-- begin --

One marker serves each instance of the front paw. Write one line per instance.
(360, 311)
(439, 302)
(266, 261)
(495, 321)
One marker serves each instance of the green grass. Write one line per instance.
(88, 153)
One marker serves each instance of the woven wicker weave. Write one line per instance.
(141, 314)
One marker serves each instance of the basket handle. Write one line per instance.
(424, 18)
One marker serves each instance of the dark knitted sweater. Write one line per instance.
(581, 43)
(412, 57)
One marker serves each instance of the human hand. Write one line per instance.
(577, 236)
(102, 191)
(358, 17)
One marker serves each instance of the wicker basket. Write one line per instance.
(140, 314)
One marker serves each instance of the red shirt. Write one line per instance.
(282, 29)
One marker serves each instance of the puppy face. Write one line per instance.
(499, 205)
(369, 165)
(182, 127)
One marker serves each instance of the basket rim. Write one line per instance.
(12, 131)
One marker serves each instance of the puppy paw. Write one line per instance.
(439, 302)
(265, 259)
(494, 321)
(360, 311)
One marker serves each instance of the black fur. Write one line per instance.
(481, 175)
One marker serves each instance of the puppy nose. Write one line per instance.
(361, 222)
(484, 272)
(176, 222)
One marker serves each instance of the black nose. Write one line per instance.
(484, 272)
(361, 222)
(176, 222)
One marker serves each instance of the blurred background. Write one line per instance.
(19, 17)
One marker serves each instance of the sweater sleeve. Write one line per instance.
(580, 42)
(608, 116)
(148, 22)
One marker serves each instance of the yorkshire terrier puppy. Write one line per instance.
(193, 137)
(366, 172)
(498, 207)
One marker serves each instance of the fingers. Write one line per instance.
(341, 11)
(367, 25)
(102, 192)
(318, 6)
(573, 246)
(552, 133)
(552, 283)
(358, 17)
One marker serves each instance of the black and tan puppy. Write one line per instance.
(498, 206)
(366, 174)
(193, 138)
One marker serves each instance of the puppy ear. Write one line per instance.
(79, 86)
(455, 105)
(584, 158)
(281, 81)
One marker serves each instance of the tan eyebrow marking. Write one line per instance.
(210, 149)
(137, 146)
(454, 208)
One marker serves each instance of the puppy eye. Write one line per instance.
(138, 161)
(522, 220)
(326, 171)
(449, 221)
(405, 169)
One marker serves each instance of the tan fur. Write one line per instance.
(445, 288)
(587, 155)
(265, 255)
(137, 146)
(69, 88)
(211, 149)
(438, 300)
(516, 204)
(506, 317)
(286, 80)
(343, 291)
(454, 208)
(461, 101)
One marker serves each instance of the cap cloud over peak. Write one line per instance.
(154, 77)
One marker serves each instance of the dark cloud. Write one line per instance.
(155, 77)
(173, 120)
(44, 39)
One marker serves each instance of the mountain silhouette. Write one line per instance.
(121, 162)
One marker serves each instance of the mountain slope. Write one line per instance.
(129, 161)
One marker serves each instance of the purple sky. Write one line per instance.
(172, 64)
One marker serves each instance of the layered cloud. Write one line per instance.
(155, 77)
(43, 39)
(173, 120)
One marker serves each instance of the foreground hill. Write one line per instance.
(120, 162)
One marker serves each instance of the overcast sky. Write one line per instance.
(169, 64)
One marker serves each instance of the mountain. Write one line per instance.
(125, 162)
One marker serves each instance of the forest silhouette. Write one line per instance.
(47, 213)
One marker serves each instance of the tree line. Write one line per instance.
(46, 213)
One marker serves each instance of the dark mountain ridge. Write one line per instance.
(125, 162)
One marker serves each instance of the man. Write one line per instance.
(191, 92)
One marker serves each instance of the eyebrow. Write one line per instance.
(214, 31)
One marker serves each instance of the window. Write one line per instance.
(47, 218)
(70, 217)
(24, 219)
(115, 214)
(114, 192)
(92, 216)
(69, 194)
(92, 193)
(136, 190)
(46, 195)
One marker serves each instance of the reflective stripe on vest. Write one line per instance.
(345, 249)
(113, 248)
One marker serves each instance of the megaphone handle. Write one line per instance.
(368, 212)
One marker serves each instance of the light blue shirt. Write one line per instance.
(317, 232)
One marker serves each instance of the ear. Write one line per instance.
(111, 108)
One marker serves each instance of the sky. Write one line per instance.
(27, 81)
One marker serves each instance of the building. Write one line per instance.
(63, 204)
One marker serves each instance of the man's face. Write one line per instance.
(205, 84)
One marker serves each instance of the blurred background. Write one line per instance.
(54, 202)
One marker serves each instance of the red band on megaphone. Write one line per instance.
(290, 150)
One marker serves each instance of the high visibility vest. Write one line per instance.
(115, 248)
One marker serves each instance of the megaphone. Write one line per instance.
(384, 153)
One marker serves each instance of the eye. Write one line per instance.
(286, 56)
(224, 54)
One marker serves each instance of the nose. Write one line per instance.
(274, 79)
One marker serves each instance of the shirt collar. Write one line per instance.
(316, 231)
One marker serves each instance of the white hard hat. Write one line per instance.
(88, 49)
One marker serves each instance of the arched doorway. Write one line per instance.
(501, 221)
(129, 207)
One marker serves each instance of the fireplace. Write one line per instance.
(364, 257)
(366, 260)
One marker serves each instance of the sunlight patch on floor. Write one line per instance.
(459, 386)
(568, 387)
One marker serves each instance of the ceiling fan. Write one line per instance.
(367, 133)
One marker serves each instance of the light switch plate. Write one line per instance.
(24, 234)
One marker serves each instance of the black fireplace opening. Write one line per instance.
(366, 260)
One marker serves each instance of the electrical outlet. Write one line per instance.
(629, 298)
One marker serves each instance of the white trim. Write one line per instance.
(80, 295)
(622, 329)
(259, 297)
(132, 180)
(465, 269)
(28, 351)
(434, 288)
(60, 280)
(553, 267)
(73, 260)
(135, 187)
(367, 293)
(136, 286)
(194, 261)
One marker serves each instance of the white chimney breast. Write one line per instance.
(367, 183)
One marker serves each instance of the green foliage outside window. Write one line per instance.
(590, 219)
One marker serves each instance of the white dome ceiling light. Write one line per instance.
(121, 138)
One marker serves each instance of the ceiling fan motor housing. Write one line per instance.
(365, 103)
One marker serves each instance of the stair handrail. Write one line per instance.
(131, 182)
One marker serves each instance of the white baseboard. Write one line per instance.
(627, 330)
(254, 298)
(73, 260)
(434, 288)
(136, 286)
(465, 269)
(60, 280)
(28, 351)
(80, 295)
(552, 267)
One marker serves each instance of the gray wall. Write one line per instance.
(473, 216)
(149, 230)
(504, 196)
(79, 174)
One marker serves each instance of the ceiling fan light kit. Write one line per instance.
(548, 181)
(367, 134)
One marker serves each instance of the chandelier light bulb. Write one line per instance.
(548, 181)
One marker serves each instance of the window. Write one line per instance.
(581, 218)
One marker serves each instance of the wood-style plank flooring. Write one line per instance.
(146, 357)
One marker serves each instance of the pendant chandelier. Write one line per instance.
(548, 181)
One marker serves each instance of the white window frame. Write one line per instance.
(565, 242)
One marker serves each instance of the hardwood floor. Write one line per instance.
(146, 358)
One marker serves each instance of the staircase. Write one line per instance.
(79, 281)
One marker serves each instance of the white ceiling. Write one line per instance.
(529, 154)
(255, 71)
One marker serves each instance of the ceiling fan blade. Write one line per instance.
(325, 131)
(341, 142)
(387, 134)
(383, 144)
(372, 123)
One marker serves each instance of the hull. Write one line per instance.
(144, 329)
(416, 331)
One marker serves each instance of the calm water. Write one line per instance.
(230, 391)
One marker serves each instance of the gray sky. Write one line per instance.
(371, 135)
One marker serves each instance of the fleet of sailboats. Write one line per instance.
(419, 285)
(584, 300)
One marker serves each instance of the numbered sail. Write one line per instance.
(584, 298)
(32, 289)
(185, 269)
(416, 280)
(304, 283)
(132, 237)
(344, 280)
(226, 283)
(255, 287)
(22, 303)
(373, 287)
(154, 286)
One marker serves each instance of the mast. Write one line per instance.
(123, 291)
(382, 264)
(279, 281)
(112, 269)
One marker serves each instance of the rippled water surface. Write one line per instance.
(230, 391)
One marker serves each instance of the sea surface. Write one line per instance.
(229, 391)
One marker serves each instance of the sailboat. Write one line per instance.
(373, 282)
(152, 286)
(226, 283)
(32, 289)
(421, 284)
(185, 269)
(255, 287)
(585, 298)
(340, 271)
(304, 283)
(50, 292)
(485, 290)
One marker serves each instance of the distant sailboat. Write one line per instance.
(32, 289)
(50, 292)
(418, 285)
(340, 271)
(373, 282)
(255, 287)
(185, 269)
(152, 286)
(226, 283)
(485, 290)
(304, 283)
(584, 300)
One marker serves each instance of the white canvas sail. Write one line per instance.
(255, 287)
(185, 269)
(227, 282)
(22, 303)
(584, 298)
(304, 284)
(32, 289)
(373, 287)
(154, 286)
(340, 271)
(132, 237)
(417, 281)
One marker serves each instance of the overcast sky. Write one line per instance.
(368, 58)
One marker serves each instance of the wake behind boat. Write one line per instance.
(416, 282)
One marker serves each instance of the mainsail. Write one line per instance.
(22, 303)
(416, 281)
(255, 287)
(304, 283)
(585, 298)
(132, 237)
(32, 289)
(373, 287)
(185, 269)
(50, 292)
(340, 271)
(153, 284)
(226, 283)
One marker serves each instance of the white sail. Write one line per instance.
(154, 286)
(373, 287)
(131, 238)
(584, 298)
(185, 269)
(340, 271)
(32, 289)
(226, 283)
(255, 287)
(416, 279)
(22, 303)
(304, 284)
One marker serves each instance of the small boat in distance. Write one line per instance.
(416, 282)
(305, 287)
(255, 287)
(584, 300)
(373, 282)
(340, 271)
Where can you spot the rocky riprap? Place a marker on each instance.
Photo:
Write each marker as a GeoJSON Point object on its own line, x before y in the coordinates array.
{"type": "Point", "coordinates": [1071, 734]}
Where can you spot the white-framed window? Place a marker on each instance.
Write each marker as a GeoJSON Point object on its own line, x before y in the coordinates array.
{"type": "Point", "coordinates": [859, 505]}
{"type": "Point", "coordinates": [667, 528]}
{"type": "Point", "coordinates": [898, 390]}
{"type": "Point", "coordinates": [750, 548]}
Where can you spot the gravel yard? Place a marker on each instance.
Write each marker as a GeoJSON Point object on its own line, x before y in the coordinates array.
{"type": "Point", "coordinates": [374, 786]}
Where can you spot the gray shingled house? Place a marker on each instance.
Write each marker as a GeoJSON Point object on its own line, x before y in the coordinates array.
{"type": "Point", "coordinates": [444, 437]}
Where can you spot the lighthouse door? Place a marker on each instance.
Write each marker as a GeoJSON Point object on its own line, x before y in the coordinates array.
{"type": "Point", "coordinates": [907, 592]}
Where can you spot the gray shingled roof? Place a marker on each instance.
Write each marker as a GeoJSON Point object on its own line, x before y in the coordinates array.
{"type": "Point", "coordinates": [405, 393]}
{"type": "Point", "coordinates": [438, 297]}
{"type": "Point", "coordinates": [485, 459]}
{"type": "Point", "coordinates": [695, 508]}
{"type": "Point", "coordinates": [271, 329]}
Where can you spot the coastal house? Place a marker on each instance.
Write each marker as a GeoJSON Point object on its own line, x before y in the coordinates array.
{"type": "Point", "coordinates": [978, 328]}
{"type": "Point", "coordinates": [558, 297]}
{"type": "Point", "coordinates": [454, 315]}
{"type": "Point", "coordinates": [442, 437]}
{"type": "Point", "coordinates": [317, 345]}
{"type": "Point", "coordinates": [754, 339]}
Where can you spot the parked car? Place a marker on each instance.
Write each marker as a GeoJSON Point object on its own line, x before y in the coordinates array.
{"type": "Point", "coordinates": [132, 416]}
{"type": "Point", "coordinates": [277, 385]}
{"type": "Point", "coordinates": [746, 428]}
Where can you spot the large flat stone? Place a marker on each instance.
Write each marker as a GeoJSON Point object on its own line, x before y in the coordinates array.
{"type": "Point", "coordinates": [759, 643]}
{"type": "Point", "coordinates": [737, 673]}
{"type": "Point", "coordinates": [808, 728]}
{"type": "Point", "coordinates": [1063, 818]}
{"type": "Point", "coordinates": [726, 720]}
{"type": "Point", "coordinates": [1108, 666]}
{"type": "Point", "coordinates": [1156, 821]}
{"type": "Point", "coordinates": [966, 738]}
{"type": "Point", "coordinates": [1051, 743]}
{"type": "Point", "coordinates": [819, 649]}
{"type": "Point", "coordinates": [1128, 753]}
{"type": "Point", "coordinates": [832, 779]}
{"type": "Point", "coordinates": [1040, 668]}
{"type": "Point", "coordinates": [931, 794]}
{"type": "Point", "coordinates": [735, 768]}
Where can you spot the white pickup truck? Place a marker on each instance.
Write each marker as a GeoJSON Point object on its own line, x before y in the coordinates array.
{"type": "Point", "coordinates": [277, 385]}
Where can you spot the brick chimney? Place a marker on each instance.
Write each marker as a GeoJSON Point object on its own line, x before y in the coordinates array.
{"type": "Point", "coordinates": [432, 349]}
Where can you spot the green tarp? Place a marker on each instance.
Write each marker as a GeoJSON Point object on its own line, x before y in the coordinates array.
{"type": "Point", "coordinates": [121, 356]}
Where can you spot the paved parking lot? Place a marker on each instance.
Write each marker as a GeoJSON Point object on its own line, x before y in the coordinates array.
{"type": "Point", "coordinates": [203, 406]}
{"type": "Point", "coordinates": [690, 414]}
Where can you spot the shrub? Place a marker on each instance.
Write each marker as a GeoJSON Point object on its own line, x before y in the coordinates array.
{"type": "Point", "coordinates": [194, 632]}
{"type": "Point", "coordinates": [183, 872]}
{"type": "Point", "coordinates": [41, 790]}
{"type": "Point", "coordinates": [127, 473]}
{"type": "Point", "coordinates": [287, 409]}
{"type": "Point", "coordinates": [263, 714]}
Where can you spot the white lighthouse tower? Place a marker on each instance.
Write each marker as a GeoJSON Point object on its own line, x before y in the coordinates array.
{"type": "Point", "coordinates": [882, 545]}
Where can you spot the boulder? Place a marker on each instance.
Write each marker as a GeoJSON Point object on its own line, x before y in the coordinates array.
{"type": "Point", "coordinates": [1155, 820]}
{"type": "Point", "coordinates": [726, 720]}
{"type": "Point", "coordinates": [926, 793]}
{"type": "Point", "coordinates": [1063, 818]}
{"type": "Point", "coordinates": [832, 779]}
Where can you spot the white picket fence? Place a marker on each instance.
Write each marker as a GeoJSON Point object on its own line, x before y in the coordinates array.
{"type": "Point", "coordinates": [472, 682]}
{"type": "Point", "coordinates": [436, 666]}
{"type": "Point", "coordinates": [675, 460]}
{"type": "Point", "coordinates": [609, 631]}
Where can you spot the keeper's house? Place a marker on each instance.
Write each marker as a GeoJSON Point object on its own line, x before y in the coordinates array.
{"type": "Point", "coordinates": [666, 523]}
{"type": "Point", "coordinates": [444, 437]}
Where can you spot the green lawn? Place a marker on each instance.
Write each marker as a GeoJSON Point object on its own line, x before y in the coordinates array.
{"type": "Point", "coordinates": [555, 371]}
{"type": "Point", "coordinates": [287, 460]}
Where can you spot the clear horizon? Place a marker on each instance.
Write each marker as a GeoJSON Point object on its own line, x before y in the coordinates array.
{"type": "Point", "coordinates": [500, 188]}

-- end --

WRITTEN REQUEST ▸ Your answer should consist only of the lines from the one with "Where can you spot the boulder?" through the end of the data above, reproduced exactly.

WRITTEN RESPONSE ▸
Where can you spot the boulder? Place a marker on each instance.
Write each marker as a GeoJSON Point object on its own line, x before y in the coordinates array.
{"type": "Point", "coordinates": [1155, 820]}
{"type": "Point", "coordinates": [726, 720]}
{"type": "Point", "coordinates": [926, 793]}
{"type": "Point", "coordinates": [1063, 818]}
{"type": "Point", "coordinates": [832, 779]}
Where can you spot the white picket fence? Place a marker on each instance.
Write each marker as a GeoJSON Point object on its own line, x before y in the coordinates array.
{"type": "Point", "coordinates": [472, 682]}
{"type": "Point", "coordinates": [436, 666]}
{"type": "Point", "coordinates": [675, 460]}
{"type": "Point", "coordinates": [609, 631]}
Where can you spot the keeper's house? Place a marker on each instance.
Write each marker as a GeoJSON Point object on its own line, x before y in the coordinates array.
{"type": "Point", "coordinates": [666, 523]}
{"type": "Point", "coordinates": [444, 437]}
Where can you spot the green lawn? Place a marker on each instance.
Write each marker as a GeoJSON Point object on its own line, x before y in the coordinates array.
{"type": "Point", "coordinates": [555, 371]}
{"type": "Point", "coordinates": [287, 460]}
Where can you spot the clear horizon? Place a marker on each instance.
Write each marker as a GeoJSON Point object on its own line, x before y in the coordinates array.
{"type": "Point", "coordinates": [500, 188]}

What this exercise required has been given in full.